Region annotation items
·····
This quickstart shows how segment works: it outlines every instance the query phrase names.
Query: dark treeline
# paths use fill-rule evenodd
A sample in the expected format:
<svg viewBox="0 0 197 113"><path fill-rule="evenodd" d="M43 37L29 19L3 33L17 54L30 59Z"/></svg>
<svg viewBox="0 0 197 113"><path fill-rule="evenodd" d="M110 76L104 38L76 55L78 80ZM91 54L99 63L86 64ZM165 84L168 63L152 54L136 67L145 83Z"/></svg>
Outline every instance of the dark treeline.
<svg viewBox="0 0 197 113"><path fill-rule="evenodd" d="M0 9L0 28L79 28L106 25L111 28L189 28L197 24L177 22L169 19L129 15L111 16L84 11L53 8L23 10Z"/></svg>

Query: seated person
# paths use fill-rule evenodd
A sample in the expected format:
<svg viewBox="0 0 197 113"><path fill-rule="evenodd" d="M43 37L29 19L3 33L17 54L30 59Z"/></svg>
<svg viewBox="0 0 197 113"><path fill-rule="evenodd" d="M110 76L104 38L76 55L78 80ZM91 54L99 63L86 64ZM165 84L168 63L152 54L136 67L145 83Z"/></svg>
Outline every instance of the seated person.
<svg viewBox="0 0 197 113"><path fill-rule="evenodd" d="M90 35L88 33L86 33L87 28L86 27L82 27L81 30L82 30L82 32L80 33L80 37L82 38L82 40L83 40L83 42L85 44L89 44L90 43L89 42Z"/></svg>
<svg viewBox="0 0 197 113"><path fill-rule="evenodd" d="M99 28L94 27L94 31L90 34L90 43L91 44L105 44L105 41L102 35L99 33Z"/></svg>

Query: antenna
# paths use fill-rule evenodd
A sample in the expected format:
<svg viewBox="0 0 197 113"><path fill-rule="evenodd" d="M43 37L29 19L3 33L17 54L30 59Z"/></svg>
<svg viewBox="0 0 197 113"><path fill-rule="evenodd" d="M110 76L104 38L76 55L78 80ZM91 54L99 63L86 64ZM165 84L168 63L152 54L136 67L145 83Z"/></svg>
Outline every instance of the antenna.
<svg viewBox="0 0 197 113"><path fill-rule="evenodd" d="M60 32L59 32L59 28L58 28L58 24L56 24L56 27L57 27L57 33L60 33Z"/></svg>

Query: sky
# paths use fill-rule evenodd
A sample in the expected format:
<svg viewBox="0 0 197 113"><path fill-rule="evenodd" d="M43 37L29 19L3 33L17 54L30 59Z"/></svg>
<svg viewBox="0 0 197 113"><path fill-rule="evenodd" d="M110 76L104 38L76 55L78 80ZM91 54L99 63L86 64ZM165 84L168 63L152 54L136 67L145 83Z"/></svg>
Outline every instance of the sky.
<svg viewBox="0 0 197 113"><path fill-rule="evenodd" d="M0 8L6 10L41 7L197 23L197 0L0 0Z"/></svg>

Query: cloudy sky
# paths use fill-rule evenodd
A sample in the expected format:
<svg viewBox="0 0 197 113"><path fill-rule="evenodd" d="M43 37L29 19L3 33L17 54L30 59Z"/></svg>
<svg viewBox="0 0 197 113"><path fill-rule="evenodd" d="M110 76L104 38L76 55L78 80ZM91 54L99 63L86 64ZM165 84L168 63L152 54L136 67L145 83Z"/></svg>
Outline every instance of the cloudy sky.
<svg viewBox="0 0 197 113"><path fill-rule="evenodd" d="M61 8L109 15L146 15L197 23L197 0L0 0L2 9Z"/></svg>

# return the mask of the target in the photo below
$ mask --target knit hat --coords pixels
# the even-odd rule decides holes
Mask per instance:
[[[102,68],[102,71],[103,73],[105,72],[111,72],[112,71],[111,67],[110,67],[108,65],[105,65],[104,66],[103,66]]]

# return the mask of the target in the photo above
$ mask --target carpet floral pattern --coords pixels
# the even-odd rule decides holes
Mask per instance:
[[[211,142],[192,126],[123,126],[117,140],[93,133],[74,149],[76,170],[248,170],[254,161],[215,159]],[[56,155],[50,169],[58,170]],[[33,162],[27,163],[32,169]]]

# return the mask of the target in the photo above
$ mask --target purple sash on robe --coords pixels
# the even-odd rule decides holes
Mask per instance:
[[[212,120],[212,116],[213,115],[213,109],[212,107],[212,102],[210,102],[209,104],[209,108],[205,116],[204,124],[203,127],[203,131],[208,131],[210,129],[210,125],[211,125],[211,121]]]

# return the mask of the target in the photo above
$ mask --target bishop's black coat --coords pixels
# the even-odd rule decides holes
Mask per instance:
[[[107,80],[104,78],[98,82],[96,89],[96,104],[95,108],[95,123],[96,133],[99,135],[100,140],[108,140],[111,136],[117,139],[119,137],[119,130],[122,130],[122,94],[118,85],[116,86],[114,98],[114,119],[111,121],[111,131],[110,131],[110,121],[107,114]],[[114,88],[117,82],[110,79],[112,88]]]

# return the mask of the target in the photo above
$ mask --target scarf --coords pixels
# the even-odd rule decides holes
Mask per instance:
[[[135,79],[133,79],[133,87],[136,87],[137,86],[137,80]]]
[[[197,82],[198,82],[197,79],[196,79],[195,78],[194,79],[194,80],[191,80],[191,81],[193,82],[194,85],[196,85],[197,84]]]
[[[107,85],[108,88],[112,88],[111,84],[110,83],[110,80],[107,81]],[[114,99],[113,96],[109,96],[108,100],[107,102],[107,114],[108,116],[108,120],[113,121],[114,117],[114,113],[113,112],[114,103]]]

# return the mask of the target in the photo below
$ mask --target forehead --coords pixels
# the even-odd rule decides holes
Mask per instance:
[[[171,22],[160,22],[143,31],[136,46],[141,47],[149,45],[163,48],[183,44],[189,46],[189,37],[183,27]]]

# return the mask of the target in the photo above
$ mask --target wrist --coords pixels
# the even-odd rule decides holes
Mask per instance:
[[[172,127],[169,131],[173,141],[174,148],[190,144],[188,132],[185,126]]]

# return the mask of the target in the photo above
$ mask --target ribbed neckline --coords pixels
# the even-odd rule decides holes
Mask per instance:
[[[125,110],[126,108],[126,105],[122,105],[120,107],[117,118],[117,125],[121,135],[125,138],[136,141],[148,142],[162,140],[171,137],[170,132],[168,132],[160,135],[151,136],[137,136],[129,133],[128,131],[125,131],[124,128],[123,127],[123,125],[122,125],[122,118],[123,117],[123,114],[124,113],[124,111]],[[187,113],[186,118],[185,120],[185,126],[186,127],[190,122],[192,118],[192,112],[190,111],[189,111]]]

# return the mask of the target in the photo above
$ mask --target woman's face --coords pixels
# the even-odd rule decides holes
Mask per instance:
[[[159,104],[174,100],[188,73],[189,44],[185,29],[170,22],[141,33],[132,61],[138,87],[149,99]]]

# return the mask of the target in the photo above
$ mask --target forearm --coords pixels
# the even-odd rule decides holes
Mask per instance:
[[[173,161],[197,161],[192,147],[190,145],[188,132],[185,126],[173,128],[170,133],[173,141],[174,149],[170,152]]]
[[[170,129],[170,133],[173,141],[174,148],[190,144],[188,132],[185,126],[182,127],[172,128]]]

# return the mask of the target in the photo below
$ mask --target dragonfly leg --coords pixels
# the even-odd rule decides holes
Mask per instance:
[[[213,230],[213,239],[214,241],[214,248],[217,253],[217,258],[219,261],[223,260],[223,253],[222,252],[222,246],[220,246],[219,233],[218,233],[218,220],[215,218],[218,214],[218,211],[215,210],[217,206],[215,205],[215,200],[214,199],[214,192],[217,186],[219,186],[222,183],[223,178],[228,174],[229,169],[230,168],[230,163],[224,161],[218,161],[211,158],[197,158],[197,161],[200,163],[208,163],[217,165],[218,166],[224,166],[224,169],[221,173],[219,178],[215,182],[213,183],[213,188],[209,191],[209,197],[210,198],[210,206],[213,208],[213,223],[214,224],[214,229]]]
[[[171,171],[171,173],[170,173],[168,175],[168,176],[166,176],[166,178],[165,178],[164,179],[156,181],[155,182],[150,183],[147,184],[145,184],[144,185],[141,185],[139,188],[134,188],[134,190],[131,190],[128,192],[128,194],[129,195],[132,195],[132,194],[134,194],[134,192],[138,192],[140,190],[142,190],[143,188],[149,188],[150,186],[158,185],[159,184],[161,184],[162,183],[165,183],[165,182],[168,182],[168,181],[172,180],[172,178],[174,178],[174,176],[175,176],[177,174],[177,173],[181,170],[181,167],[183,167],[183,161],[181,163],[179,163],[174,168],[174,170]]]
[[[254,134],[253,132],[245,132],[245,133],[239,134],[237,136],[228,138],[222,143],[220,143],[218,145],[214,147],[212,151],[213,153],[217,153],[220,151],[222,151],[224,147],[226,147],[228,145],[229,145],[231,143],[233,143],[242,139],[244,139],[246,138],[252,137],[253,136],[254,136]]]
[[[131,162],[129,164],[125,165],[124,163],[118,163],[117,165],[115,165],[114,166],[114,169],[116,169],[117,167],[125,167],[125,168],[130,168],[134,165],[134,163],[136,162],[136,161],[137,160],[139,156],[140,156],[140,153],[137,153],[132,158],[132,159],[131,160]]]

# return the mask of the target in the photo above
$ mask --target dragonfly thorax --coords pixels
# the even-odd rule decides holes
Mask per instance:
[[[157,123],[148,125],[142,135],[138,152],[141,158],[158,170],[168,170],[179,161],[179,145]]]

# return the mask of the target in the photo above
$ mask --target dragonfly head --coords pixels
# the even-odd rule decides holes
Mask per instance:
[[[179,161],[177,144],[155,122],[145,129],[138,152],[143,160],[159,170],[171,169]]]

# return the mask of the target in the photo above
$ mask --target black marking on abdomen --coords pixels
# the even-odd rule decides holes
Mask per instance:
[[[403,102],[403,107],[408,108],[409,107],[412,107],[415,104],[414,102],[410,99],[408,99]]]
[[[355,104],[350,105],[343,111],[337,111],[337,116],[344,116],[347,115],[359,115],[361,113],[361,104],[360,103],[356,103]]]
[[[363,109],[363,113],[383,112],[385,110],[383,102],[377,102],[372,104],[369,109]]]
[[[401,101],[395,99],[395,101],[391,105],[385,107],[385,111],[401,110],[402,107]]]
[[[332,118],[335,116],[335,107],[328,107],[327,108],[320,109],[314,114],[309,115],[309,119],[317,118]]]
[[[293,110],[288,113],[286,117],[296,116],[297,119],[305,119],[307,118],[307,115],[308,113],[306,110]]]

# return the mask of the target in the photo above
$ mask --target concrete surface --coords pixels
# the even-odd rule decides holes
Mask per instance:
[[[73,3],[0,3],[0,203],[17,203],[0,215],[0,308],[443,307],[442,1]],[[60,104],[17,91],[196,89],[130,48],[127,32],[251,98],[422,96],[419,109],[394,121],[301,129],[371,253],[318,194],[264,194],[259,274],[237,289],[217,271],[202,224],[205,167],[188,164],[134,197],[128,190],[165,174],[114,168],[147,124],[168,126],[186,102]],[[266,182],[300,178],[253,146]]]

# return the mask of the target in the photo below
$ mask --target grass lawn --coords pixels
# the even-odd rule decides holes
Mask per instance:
·····
• Task goal
Please recast the lines from the start of the items through the line containing "9L0 28L79 28L106", both ends included, as a numbered list with blank lines left out.

• Exercise answer
1. This quickstart shows how segment works: it outlines every instance the query phrase names.
2. Query: dark treeline
3. # paths use fill-rule evenodd
4. A sample in the expected format:
5. <svg viewBox="0 0 197 113"><path fill-rule="evenodd" d="M43 37L29 19L3 33L17 54L30 59Z"/></svg>
6. <svg viewBox="0 0 197 113"><path fill-rule="evenodd" d="M110 76L104 38L76 55L78 80ZM91 54L99 63L86 64ZM165 84L168 63L152 54L136 67L145 83Z"/></svg>
7. Outline every instance of the dark treeline.
8. <svg viewBox="0 0 197 113"><path fill-rule="evenodd" d="M0 9L0 28L79 28L106 25L111 28L189 28L197 24L177 22L169 19L129 15L111 16L84 11L53 8L23 10Z"/></svg>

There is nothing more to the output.